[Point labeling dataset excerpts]
┌──
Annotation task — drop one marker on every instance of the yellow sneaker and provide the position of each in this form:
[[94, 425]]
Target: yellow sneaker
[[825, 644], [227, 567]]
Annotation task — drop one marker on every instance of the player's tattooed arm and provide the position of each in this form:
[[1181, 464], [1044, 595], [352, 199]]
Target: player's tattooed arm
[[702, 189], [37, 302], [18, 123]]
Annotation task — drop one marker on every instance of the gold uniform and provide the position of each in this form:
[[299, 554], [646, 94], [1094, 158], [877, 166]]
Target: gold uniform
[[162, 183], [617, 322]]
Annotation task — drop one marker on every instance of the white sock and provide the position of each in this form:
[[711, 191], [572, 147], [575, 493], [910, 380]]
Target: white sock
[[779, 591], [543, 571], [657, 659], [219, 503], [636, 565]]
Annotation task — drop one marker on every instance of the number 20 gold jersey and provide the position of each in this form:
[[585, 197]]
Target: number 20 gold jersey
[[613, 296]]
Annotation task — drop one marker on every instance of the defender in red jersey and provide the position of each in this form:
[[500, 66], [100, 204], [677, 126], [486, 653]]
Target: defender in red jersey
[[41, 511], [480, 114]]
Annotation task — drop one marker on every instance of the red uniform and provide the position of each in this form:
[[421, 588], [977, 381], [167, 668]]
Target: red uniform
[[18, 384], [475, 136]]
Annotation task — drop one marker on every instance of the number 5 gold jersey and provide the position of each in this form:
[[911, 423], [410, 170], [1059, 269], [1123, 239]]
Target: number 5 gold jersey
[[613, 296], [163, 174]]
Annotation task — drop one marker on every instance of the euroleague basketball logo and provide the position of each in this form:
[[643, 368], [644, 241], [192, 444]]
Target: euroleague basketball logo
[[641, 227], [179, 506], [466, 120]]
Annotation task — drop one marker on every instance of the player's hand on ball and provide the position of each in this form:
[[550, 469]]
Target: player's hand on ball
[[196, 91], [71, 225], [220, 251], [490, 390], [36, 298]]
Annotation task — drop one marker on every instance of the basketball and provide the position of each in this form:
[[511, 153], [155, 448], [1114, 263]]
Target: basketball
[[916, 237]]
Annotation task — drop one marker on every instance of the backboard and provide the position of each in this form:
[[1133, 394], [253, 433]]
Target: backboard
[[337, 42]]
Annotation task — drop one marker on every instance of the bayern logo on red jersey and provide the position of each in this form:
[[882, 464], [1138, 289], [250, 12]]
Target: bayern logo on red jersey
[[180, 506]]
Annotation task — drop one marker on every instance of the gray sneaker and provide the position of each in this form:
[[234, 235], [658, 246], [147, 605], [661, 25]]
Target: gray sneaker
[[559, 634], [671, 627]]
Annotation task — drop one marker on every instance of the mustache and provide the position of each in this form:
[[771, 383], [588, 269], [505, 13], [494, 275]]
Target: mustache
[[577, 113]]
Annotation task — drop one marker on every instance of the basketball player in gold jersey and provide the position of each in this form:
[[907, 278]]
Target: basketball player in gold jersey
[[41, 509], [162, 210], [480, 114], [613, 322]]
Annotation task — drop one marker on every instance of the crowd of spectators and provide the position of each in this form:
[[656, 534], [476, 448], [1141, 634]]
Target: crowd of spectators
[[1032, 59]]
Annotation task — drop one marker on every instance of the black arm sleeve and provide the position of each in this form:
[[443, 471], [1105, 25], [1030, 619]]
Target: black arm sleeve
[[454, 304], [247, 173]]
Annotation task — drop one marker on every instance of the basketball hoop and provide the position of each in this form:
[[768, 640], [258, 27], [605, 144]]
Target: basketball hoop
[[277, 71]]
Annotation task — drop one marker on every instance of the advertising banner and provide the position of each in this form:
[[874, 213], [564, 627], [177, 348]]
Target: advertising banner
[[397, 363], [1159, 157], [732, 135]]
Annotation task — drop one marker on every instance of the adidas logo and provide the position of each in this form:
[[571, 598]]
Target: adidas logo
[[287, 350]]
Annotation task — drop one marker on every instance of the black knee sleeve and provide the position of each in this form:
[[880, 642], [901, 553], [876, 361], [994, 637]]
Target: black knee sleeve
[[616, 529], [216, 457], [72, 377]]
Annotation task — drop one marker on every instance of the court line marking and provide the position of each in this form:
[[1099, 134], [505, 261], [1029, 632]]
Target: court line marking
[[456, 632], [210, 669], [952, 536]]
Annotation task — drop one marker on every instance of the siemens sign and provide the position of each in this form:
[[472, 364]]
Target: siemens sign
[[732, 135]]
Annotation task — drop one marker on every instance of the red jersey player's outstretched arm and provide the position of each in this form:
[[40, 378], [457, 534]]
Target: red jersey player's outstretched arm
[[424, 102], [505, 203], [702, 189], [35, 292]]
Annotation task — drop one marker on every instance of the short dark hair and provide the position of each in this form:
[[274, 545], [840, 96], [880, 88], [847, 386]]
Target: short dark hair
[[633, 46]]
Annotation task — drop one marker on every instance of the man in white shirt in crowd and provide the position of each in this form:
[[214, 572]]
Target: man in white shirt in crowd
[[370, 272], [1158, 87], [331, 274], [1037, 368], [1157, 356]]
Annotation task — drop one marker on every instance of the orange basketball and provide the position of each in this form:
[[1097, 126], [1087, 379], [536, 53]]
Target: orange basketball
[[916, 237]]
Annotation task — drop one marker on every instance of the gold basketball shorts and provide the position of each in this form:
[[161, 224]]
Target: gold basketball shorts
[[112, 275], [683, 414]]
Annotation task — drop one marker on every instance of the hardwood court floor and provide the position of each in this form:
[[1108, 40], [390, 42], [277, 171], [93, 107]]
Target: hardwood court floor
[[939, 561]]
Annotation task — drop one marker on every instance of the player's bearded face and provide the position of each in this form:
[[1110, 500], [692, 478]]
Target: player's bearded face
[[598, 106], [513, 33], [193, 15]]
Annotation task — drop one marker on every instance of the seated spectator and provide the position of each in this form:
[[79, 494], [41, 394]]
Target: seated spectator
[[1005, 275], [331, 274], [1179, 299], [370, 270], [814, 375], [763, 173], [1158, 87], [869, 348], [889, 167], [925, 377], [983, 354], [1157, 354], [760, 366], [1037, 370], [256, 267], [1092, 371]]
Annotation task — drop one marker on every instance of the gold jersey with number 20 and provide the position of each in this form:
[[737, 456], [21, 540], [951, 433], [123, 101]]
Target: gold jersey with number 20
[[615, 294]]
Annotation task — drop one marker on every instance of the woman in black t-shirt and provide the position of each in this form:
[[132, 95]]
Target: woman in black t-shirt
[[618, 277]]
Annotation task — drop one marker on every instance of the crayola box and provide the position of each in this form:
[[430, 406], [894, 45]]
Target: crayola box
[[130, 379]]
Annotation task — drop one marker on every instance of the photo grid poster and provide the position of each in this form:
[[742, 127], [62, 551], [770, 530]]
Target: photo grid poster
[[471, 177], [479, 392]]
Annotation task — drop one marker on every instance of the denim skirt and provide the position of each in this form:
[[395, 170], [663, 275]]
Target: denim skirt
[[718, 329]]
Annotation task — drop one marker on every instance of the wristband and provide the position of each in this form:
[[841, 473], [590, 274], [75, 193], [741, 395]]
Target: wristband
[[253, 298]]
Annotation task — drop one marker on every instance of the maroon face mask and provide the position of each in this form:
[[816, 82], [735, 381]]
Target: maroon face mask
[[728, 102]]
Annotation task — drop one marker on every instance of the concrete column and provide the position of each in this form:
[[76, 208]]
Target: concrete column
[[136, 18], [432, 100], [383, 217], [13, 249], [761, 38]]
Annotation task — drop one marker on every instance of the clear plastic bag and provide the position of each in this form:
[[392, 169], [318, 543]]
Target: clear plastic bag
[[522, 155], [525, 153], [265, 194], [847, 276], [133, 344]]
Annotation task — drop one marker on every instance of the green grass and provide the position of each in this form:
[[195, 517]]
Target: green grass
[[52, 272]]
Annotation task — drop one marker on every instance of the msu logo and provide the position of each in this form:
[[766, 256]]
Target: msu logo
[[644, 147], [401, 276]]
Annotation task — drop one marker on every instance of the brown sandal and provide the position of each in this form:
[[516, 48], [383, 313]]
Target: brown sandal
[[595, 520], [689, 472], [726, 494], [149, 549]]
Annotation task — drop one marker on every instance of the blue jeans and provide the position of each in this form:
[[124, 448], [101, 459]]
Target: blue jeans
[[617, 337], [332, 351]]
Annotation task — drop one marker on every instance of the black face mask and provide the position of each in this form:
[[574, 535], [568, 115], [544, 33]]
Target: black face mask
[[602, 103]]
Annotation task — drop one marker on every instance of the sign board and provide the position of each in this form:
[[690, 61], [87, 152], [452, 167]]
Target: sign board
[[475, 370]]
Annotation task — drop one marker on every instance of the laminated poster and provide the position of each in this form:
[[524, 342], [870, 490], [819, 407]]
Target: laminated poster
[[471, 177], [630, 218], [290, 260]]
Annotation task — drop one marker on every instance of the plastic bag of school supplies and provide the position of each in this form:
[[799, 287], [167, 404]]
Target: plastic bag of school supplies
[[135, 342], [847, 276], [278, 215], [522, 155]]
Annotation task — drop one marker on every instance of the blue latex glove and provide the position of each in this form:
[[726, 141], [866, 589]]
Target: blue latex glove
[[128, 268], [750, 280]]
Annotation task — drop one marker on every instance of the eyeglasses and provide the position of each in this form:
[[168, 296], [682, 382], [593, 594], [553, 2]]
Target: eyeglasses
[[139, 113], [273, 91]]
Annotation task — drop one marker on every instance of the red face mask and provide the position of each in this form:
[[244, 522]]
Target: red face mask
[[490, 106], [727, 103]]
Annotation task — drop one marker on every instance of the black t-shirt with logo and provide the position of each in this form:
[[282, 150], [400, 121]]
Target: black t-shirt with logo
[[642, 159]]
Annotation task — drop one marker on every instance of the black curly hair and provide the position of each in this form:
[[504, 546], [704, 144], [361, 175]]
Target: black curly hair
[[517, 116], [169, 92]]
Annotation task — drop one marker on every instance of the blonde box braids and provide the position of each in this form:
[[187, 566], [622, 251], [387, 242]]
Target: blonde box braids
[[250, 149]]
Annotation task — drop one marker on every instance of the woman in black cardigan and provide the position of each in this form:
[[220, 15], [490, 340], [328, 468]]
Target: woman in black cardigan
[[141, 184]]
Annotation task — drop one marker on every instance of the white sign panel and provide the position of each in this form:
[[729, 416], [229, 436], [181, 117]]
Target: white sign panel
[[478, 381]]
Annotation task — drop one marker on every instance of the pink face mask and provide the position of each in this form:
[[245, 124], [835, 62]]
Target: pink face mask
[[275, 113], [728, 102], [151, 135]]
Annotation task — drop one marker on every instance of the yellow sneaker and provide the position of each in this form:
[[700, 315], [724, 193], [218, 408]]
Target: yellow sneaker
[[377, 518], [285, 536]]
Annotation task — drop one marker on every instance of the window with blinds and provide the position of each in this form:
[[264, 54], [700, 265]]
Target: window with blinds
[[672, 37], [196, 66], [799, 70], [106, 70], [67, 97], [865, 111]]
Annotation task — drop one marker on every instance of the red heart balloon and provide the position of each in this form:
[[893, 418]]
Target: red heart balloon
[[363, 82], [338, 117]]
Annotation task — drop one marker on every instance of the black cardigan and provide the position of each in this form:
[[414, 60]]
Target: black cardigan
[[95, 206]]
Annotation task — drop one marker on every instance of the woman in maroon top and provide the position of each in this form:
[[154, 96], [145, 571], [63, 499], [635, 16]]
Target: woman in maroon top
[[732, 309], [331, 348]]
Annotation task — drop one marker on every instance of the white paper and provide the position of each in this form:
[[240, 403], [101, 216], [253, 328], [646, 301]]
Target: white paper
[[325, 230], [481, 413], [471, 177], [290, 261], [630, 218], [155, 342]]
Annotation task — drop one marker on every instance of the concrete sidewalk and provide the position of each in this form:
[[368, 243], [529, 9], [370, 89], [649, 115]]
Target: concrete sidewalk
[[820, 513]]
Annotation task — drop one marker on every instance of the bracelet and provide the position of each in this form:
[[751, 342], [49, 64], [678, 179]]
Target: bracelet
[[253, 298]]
└──
** What to produce **
Transcribe the lines of the items above, starting at the line containing "of the short" and ending at the line containing "[[112, 275], [683, 414]]", with both of those lines included.

** The response **
Annotation task — drop one marker on every instance of the short dark hair and provide the position of each in this form:
[[274, 545], [840, 96], [880, 88], [847, 386]]
Target: short dark hair
[[633, 46]]
Annotation task — drop one marker on every instance of the man in white shirt in crowd and provide the position of each in this form:
[[214, 572]]
Target: man in white shirt in crowd
[[370, 272], [1158, 87], [331, 274], [1037, 368], [1157, 356]]
Annotation task — drop one marker on every instance of the orange basketball and provide the position of each in this form:
[[1097, 126], [1087, 379], [536, 53]]
Target: orange basketball
[[916, 237]]
Annotation task — drop one marker on every instance of the gold basketball shorts and provide the position of each in this form:
[[161, 224]]
Target: gold basketball shorts
[[112, 275], [683, 414]]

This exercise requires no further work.